§ **What is being asked**
Reproduce all records verbatim.

§ **Extracted information**
----------------

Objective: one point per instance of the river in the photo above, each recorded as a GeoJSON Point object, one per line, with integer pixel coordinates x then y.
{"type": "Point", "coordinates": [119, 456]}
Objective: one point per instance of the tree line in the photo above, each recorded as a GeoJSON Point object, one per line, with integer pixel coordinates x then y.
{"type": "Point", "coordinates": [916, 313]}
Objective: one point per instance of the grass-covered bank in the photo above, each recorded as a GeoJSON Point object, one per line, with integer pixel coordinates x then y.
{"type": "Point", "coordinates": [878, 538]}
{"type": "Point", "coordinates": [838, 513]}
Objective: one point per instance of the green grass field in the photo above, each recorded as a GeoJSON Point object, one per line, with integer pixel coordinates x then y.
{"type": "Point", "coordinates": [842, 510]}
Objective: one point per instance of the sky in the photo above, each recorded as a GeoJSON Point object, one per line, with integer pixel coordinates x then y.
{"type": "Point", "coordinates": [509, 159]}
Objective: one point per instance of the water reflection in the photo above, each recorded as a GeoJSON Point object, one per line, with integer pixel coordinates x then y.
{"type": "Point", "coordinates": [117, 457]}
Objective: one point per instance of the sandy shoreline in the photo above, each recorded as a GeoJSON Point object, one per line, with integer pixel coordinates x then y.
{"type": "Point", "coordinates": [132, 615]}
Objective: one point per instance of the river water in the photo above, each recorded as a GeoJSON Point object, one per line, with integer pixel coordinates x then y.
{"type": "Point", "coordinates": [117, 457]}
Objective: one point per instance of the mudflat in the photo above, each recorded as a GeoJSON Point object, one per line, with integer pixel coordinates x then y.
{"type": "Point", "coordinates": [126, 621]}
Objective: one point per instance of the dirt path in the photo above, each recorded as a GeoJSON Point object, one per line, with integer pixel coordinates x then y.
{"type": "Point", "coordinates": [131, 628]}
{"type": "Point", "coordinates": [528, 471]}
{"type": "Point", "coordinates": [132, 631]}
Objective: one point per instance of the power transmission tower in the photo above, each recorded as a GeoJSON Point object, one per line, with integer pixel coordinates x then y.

----------------

§ **Exercise output**
Objective: one point per instance of the river in the photo above, each recorded as a GeoJSON Point object, one per line, with integer pixel coordinates x then y.
{"type": "Point", "coordinates": [119, 456]}
Objective: one point per instance of the tree line in the photo above, each recorded as a GeoJSON Point object, one per line, with integer pixel coordinates x then y.
{"type": "Point", "coordinates": [916, 313]}
Objective: one point per instance of the grass-covered bank in the photo above, each recorded as a GeoJSON Point object, one per line, with integer pixel coordinates x then y.
{"type": "Point", "coordinates": [878, 538]}
{"type": "Point", "coordinates": [838, 513]}
Objective: one point per instance of the green grass field in the photo above, each recorded as a GeoJSON Point object, one per line, with integer pixel coordinates x then y.
{"type": "Point", "coordinates": [842, 510]}
Objective: one point per instance of the sky in the photo above, each recorded as a GeoJSON Point object, one per line, with integer pixel coordinates x then y.
{"type": "Point", "coordinates": [509, 159]}
Objective: one point per instance of the water reflection in the photo above, each recorded as a GeoJSON Point object, one per line, with integer pixel coordinates x then y.
{"type": "Point", "coordinates": [117, 457]}
Objective: one point per instance of the sandy shoreline in the photo above, each recorded as a GeoJSON Point object, one per line, with integer pixel coordinates x then y.
{"type": "Point", "coordinates": [132, 615]}
Objective: one point per instance of the river water in the photo above, each recorded as a GeoJSON Point object, one per line, with integer pixel coordinates x then y.
{"type": "Point", "coordinates": [117, 457]}
Objective: one point per instance of the mudflat in the photo above, each recorded as a GeoJSON Point object, one per line, with integer pixel coordinates x then y.
{"type": "Point", "coordinates": [126, 621]}
Objective: one point per instance of the dirt path in the photo above, each recorded as a GeoJSON Point object, one per line, with integer pixel coordinates x then y.
{"type": "Point", "coordinates": [131, 628]}
{"type": "Point", "coordinates": [528, 471]}
{"type": "Point", "coordinates": [132, 631]}
Objective: one point per instance of the power transmission tower in the photo above, each recorded as a GeoJSON Point object, one per line, with integer pixel coordinates x then y.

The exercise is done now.